EXTRAIT SOURCE>
En résumé, Bakounine note que dans certaines sociétés coopératives, les salariés de longue date adoptent collectivement un comportement similaire à celui d’un bourgeois propriétaire vis-à-vis des nouveaux salariés. Dans le contexte qui nous intéresse, il est pertinent de faire un parallèle entre les salariés et les autres membres de la coopérative.
Je maintiens donc l’idée qu’il existe dans certains supermarchés coopératifs une dynamique de bourgeois collectifs, une forme d’aristocratie salariale qui s’est développée et qui peut peser sur le modèle coopératif. La Louve est citée en exemple, tout comme d’autres supermarchés qui semblent être lancés par des entrepreneurs cherchant à se salarier, entre autres.
Le bourgeois collectif : les membres
Il est important de reconnaître une réalité soulevée à juste titre par Antonin et NoorB_Breizhicoop : dans de nombreux supermarchés coopératifs, la situation des salariés est souvent marquée par une certaine exploitation, avec des rémunérations ne reflétant pas toujours l’investissement et l’énergie déployés. Cette observation ne remet pas en question le concept de bourgeois collectif, mais suggère plutôt que ce rôle pourrait dans ces cas là être attribué aux membres de la coopérative. Ceci crée un parallèle avec les actionnaires votant les résolutions dans le contexte financier traditionnel.

ÉNONCÉ ÉCRIT A>
Répondez aux questions suivantes à partir de l'extrait.
(i) Quel supermarché coopératif est cité en exemple ?
(ii) Qui a soulevé la réalité de l'exploitation des salariés dans de nombreux supermarchés coopératifs ?
(iii) À qui le rôle de bourgeois collectif pourrait-il être attribué dans ces cas-là ?
ÉNONCÉ ÉCRIT B>
Indiquez si chacune des affirmations suivantes concorde avec l'extrait, en répondant par oui ou par non et en citant les mots qui le montrent.
(i) Selon Bakounine, dans certaines sociétés coopératives, les salariés de longue date se comportent envers les nouveaux salariés comme un bourgeois propriétaire.
(ii) L'observation sur l'exploitation des salariés remet en question le concept de bourgeois collectif.
(iii) Le rôle attribué aux membres de la coopérative est mis en parallèle avec celui d'actionnaires votant les résolutions.
ÉNONCÉ ÉCRIT C>
Recopiez fidèlement le passage de l'extrait qui commence aux mots « Le bourgeois collectif » et s'arrête après les mots « contexte financier traditionnel. ».

Fiches issues d'une collection:

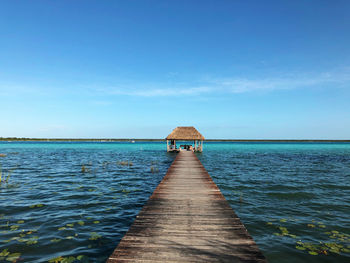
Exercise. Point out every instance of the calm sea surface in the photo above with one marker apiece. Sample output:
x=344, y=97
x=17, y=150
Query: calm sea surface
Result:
x=73, y=202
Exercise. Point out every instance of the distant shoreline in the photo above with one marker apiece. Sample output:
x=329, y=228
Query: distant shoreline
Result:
x=157, y=140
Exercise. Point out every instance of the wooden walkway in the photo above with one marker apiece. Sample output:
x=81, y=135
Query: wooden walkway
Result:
x=187, y=219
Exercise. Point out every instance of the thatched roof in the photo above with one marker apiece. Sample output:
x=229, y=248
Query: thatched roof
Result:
x=185, y=133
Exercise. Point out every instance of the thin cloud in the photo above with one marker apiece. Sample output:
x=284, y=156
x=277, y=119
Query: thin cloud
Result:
x=161, y=92
x=236, y=85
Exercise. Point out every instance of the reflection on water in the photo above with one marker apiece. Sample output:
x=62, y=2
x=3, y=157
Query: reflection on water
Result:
x=73, y=202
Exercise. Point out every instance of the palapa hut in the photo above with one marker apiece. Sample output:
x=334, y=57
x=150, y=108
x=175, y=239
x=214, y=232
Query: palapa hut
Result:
x=185, y=134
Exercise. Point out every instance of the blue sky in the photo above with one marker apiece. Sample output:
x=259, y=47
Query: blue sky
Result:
x=137, y=69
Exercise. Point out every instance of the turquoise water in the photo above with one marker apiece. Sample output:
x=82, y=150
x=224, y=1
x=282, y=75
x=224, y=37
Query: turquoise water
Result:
x=75, y=201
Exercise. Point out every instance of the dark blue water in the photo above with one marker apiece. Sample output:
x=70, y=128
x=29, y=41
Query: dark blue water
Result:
x=73, y=202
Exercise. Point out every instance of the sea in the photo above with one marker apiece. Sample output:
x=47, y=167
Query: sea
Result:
x=74, y=201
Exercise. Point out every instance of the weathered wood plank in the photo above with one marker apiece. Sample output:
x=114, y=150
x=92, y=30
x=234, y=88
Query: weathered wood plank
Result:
x=187, y=219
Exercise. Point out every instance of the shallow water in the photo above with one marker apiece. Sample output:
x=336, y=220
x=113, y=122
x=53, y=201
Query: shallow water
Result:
x=290, y=196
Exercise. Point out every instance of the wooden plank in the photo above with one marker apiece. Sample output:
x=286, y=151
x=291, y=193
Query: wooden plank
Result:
x=187, y=219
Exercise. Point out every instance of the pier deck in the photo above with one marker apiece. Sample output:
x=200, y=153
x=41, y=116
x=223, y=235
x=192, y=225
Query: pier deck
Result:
x=187, y=219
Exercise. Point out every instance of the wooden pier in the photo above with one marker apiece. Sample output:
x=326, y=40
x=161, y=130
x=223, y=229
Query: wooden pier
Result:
x=187, y=219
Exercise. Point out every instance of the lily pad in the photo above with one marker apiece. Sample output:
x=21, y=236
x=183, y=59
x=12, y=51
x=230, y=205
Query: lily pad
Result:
x=13, y=257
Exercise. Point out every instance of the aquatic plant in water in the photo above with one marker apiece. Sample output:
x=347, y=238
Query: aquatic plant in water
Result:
x=154, y=169
x=69, y=259
x=11, y=257
x=3, y=178
x=125, y=163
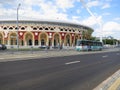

RÉPONSE CORRECTE A>
(i) La Louve.
(ii) Antonin et NoorB_Breizhicoop.
(iii) Aux membres de la coopérative.

RÉPONSE CORRECTE B>
(i) Oui : « les salariés de longue date adoptent collectivement un comportement similaire à celui d’un bourgeois propriétaire vis-à-vis des nouveaux salariés ».
(ii) Non : « Cette observation ne remet pas en question le concept de bourgeois collectif ».
(iii) Oui : « Ceci crée un parallèle avec les actionnaires votant les résolutions dans le contexte financier traditionnel. »

RÉPONSE CORRECTE C>
Le bourgeois collectif : les membres
Il est important de reconnaître une réalité soulevée à juste titre par Antonin et NoorB_Breizhicoop : dans de nombreux supermarchés coopératifs, la situation des salariés est souvent marquée par une certaine exploitation, avec des rémunérations ne reflétant pas toujours l’investissement et l’énergie déployés. Cette observation ne remet pas en question le concept de bourgeois collectif, mais suggère plutôt que ce rôle pourrait dans ces cas là être attribué aux membres de la coopérative. Ceci crée un parallèle avec les actionnaires votant les résolutions dans le contexte financier traditionnel.